* Entries provided:
------------------------------------------------

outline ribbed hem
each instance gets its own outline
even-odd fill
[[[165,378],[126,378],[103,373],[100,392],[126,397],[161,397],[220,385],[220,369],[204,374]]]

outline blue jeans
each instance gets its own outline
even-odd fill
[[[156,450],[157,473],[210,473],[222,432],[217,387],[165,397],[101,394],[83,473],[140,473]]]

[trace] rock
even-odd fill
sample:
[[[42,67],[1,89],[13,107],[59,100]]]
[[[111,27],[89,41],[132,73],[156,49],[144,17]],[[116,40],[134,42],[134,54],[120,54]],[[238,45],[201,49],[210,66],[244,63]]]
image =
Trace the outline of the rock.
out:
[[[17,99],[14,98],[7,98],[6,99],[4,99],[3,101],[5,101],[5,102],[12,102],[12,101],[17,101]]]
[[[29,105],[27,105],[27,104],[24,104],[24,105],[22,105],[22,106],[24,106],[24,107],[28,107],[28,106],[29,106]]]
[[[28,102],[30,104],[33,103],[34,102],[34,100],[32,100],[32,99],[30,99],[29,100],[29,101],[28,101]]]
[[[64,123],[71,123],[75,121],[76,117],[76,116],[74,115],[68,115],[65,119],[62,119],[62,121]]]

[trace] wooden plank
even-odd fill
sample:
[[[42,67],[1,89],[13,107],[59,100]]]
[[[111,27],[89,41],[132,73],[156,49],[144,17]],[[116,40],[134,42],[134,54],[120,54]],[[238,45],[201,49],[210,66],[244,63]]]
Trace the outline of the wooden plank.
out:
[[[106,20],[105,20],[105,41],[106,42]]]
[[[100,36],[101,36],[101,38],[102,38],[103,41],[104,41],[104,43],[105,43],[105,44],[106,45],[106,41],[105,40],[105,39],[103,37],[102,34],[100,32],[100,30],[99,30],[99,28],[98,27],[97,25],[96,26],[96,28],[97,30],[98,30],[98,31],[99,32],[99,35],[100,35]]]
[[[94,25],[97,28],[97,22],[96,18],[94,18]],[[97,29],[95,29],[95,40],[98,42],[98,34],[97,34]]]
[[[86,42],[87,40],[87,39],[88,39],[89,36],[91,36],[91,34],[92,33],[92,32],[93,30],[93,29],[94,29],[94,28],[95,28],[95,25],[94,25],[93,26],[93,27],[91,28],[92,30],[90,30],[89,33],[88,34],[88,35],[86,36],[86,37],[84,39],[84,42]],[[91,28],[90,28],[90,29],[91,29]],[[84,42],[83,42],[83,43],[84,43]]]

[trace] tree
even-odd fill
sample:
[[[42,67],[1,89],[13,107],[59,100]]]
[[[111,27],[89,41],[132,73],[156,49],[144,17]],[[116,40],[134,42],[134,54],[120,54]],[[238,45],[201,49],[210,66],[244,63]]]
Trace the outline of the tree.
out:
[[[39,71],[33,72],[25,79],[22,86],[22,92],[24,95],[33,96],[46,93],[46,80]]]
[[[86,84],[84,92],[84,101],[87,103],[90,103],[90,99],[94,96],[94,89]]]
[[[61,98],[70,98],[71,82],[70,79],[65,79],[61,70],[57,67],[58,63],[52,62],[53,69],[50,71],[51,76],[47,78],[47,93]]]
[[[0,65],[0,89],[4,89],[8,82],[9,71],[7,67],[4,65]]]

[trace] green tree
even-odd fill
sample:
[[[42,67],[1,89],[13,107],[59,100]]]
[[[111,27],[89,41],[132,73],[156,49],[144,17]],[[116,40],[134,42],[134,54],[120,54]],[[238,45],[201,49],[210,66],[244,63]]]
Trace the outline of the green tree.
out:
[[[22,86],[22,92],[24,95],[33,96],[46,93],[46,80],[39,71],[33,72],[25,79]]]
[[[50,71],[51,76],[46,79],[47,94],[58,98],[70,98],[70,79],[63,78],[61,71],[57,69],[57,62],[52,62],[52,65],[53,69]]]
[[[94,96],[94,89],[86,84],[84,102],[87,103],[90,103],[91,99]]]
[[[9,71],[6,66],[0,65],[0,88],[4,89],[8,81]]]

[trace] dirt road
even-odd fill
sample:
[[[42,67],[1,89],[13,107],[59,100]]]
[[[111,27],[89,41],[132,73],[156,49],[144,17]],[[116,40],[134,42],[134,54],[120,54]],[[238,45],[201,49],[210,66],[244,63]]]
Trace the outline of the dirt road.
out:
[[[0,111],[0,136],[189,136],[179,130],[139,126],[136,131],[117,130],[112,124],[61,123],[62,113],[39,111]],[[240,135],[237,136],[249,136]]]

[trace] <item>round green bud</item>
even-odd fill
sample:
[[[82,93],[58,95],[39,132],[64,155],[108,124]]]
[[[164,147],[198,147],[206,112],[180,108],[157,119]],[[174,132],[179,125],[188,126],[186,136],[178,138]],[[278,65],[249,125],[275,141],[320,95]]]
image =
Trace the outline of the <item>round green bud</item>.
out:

------------------------------------------------

* Given exercise: Lay out every line of the records above as a Markdown table with the columns Row and Line, numbering the rows in order. Leave out the blank lines.

* Full answer:
| Row | Line |
|---|---|
| 1 | outline ribbed hem |
| 2 | each instance gets its own outline |
| 3 | even-odd fill |
| 4 | [[[165,378],[126,378],[103,373],[100,392],[126,397],[161,397],[220,385],[220,369],[204,374]]] |
| 5 | outline blue jeans |
| 6 | each instance gets its own outline |
| 7 | even-odd fill |
| 8 | [[[156,450],[157,473],[210,473],[222,432],[217,387],[165,397],[101,394],[83,473],[140,473]]] |
| 9 | [trace] rock |
| 10 | even-odd fill |
| 11 | sample: |
| 12 | [[[42,67],[1,89],[13,107],[59,100]]] |
| 13 | [[[111,27],[89,41],[132,73],[156,49],[144,17]],[[116,40],[134,42],[134,54],[120,54]],[[238,45],[201,49],[210,66],[244,63]]] |
| 14 | image = |
| 15 | Trace the outline of the rock. |
| 16 | out: |
| 17 | [[[17,99],[14,98],[7,98],[6,99],[4,99],[3,101],[5,101],[5,102],[12,102],[12,101],[17,101]]] |
| 18 | [[[29,105],[27,105],[27,104],[24,104],[24,105],[22,105],[22,106],[24,106],[24,107],[28,107],[28,106],[29,106]]] |
| 19 | [[[28,102],[30,104],[33,103],[34,102],[34,100],[32,100],[32,99],[30,99],[29,100],[29,101],[28,101]]] |
| 20 | [[[64,123],[71,123],[75,121],[76,117],[76,116],[74,115],[68,115],[65,119],[62,119],[62,121]]] |
| 21 | [trace] wooden plank |
| 22 | even-odd fill |
| 23 | sample: |
| 24 | [[[42,67],[1,89],[13,107],[59,100]]] |
| 25 | [[[111,27],[89,41],[132,73],[156,49],[144,17]],[[116,40],[134,42],[134,54],[120,54]],[[238,45],[201,49],[210,66],[244,63]]] |
| 26 | Trace the outline of the wooden plank. |
| 27 | out: |
| 28 | [[[106,20],[105,20],[105,41],[106,42]]] |
| 29 | [[[100,36],[101,36],[101,38],[102,38],[103,41],[104,41],[104,43],[105,43],[105,44],[106,45],[106,41],[105,40],[105,39],[103,37],[102,34],[100,32],[100,30],[99,30],[99,28],[98,27],[97,25],[96,26],[96,28],[97,30],[98,30],[98,31],[99,32],[99,35],[100,35]]] |
| 30 | [[[94,25],[97,28],[97,22],[96,18],[94,18]],[[97,29],[95,29],[95,40],[98,42],[98,34],[97,34]]] |
| 31 | [[[86,42],[87,40],[87,39],[88,39],[89,36],[91,36],[91,34],[92,33],[92,32],[93,30],[93,29],[94,29],[94,28],[95,28],[95,25],[94,25],[93,26],[93,27],[91,28],[92,30],[90,30],[89,33],[88,34],[88,35],[86,36],[86,37],[84,39],[84,42]],[[91,28],[90,28],[90,29],[91,29]],[[84,42],[83,42],[83,43],[84,43]]] |
| 32 | [trace] tree |
| 33 | even-odd fill |
| 34 | sample: |
| 35 | [[[42,67],[1,89],[13,107],[59,100]]] |
| 36 | [[[111,27],[89,41],[132,73],[156,49],[144,17]],[[116,40],[134,42],[134,54],[120,54]],[[238,45],[201,49],[210,66],[244,63]]] |
| 37 | Trace the outline of the tree. |
| 38 | out: |
| 39 | [[[39,71],[33,72],[25,79],[22,86],[22,92],[24,95],[33,96],[46,93],[46,80]]] |
| 40 | [[[86,84],[84,92],[84,101],[87,103],[90,103],[90,99],[94,96],[94,89]]] |
| 41 | [[[61,98],[70,98],[71,82],[70,79],[65,79],[61,70],[57,67],[58,63],[52,62],[53,69],[50,71],[51,76],[47,78],[47,93]]] |
| 42 | [[[0,65],[0,89],[4,89],[8,82],[9,71],[7,67],[4,65]]] |
| 43 | [trace] green tree |
| 44 | even-odd fill |
| 45 | sample: |
| 46 | [[[42,67],[1,89],[13,107],[59,100]]] |
| 47 | [[[111,27],[89,41],[132,73],[156,49],[144,17]],[[116,40],[134,42],[134,54],[120,54]],[[238,45],[201,49],[210,66],[244,63]]] |
| 48 | Trace the outline of the green tree. |
| 49 | out: |
| 50 | [[[22,86],[22,92],[24,95],[33,96],[46,93],[46,80],[39,71],[33,72],[25,79]]] |
| 51 | [[[50,71],[51,76],[46,79],[47,94],[58,98],[70,98],[70,79],[63,78],[61,71],[57,69],[57,62],[52,62],[52,65],[53,69]]] |
| 52 | [[[94,96],[94,89],[86,84],[84,102],[87,103],[90,103],[91,99]]] |
| 53 | [[[9,71],[6,66],[0,65],[0,88],[4,89],[8,81]]] |
| 54 | [trace] dirt road |
| 55 | even-odd fill |
| 56 | sample: |
| 57 | [[[42,67],[1,89],[13,107],[59,100]]] |
| 58 | [[[111,27],[89,41],[132,73],[156,49],[144,17]],[[116,40],[134,42],[134,54],[120,54]],[[238,45],[201,49],[210,66],[244,63]]] |
| 59 | Trace the outline of the dirt road. |
| 60 | out: |
| 61 | [[[0,111],[0,136],[189,136],[179,130],[139,126],[136,131],[117,130],[112,124],[61,123],[62,113],[39,111]],[[240,135],[237,136],[249,136]]] |
| 62 | [trace] <item>round green bud</item> |
| 63 | even-odd fill |
| 64 | sample: |
| 65 | [[[82,93],[58,95],[39,132],[64,155],[108,124]]] |
| 66 | [[[164,147],[198,147],[206,112],[180,108],[157,119]],[[174,132],[179,125],[188,126],[186,136],[178,138]],[[278,65],[249,125],[275,141],[320,95]]] |
| 67 | image = |
| 68 | Trace the outline of the <item>round green bud</item>. |
| 69 | out: |